Problems -
(a) According to the essay on the argument against separate but equal, why was Homer Plessy brought before Judge John H. Ferguson? Answer in one to three sentences.
(b) From the essay on the argument against separate but equal, write out word for word the part that opens with the words containing "In 1892, passenger" and closes with "and Fourteenth Amendments.".

Text excerpt -
----
Anna Maria College
The Development of the Argument against Separate but Equal
Harlan’s Dissent and Thurgood Marshall
Trevor Brown
Professor Brown
Race and Crime
December 19, 2017
Throughout history, African Americans have been oppressed merely for their color of
their skin. There have been a countless times when laws against Africans Americans have been
challenged due to their unconstitutionality. Brown v. Board of Education was the landmark case
in 1954 that undermined the laws that implemented unconstitutional segregation between white
and black citizens. This case, however, was backed by years of litigation that helped set the stage
for this landmark to finally be passed. Along with the very important dissent of Justice John
Marshall Harlan, who was the lone dissented in Plessy v. Ferguson, Thurgood Marshall was the
man who made the win in Brown v. Board of Education.
In 1892, passenger Homer Plessy refused to sit in a Jim Crow car, a segregated all black
railroad car. Even though Plessy was one-eighth black and seven-eighths white, he was still
considered black under Louisiana law. Under the Separate Car Act passed by Louisiana State
Legislature in 1890, all railway companies required equal, but separate train car accommodations
for both races. For violating this law, Plessy was brought before Judge John H. Ferguson of the
Criminal Court for New Orleans, who upheld the state law. The law was challenged in the
Supreme Court on grounds that it conflicted with the Thirteenth and Fourteenth Amendments.
----
Data supplied -
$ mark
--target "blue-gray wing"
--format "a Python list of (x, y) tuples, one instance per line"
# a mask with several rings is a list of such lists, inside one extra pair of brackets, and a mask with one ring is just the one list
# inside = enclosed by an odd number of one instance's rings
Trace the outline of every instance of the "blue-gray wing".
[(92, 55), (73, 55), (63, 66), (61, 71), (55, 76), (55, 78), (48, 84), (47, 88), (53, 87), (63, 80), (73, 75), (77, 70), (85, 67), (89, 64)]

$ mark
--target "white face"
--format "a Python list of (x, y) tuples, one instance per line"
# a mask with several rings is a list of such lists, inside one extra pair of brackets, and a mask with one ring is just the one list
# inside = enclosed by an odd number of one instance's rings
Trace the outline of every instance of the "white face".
----
Answers for the exercise -
(a) Plessy was brought before Judge Ferguson for violating the Separate Car Act. The Louisiana State Legislature had passed that law in 1890, and it required railway companies to provide equal but separate train car accommodations for both races. Plessy violated it by refusing to sit in a Jim Crow car, a segregated all-black railroad car.

(b)
In 1892, passenger Homer Plessy refused to sit in a Jim Crow car, a segregated all black
railroad car. Even though Plessy was one-eighth black and seven-eighths white, he was still
considered black under Louisiana law. Under the Separate Car Act passed by Louisiana State
Legislature in 1890, all railway companies required equal, but separate train car accommodations
for both races. For violating this law, Plessy was brought before Judge John H. Ferguson of the
Criminal Court for New Orleans, who upheld the state law. The law was challenged in the
Supreme Court on grounds that it conflicted with the Thirteenth and Fourteenth Amendments.